Convert the entries below into a JSON list of strings, with each line as its own string and blank lines left out.
::::::::::
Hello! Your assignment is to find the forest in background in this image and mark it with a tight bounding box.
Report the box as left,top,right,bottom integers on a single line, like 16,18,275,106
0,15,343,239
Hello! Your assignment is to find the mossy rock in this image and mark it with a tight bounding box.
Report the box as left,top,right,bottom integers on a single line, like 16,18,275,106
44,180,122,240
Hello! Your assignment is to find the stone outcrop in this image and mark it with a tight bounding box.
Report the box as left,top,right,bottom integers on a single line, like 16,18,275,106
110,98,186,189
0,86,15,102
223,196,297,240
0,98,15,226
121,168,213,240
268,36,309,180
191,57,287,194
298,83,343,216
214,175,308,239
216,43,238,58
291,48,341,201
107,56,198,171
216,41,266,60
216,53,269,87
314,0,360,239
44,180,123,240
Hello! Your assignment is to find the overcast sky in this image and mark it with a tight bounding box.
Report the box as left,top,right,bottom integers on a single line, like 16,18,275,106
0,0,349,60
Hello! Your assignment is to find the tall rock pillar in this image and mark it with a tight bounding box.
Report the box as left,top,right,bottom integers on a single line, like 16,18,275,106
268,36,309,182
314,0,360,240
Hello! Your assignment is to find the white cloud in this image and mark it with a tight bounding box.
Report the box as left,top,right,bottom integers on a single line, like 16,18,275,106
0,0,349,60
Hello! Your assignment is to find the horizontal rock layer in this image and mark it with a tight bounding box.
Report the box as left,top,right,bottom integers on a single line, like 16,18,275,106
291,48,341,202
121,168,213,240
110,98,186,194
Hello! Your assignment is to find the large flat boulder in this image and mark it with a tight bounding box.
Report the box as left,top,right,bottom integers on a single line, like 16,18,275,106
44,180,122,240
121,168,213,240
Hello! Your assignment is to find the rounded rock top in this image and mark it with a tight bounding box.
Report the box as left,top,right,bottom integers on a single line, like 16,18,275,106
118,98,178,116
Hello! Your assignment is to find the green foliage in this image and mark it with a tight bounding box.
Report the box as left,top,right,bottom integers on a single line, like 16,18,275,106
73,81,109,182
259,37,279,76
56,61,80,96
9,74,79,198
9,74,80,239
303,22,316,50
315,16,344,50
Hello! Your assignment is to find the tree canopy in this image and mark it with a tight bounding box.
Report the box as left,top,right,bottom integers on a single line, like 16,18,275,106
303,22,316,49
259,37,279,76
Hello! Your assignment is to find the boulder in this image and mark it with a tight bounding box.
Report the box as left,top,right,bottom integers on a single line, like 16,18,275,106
::::::::::
» FINAL RESULT:
[
  "Hello! Your assignment is to find the forest in background in this image and mark it with a tight bounding box.",
  "Report the box as left,top,right,bottom integers on a single line, like 16,18,275,106",
  "0,15,343,239",
  "Hello! Your assignment is to find the mossy rock in this image and mark it with a tight bounding box.",
  "Report the box as left,top,right,bottom integers on a single line, like 16,18,275,106",
  "44,180,122,240",
  "Hello! Your assignment is to find the stone outcrop in this image and mark it with a tight bounding box.",
  "Report the box as left,top,right,bottom integers on a single line, like 16,18,275,106",
  "110,98,186,189",
  "0,86,15,102",
  "223,196,297,240",
  "0,98,15,226",
  "121,168,213,240",
  "268,36,309,180",
  "191,57,287,194",
  "298,83,343,216",
  "214,175,308,239",
  "216,43,238,58",
  "291,48,341,201",
  "107,56,198,171",
  "216,41,266,60",
  "216,53,269,87",
  "314,0,360,239",
  "44,180,123,240",
  "Hello! Your assignment is to find the overcast sky in this image and mark it with a tight bounding box.",
  "Report the box as left,top,right,bottom integers on a single line, like 16,18,275,106",
  "0,0,349,60",
  "Hello! Your assignment is to find the tall rock pillar in this image and mark it with a tight bounding box.",
  "Report the box as left,top,right,bottom integers on a single line, like 16,18,275,106",
  "268,36,309,182",
  "314,0,360,240",
  "Hello! Your assignment is to find the white cloud in this image and mark it with a tight bounding box.",
  "Report the box as left,top,right,bottom integers on a single line, like 16,18,275,106",
  "0,0,349,60",
  "Hello! Your assignment is to find the horizontal rock layer in this image and mark it with a tight bounding box.",
  "Report the box as left,top,right,bottom integers on a single line, like 16,18,275,106",
  "291,48,341,202",
  "121,168,213,240",
  "110,98,186,194",
  "Hello! Your assignment is to find the large flat boulder in this image and mark it with a tight bounding box.",
  "Report the box as left,top,right,bottom integers on a single line, like 16,18,275,106",
  "44,180,122,240",
  "121,168,213,240",
  "Hello! Your assignment is to find the rounded rock top in this image and mark it with a tight bounding box.",
  "Report the box as left,top,right,bottom integers on a single line, like 16,18,275,106",
  "118,98,178,116",
  "Hello! Your assignment is to find the green foliage in this image and mark it with a tight bounding box.",
  "Report the box as left,top,right,bottom integers on a single line, like 16,18,275,106",
  "73,81,109,182",
  "259,37,279,76",
  "56,61,80,96",
  "9,74,79,198",
  "9,74,80,239",
  "303,22,316,50",
  "315,16,344,50",
  "Hello! Your assignment is to find the tree canopy in this image and mark it with a tight bounding box.",
  "Report the box as left,top,right,bottom integers on a single line, like 16,18,275,106",
  "303,22,316,49",
  "259,37,279,76",
  "Hello! Your assignment is to find the boulder in this image and mark it with a tight bounding box.",
  "Report the box as left,top,right,bottom integers on a single line, like 16,18,275,106"
]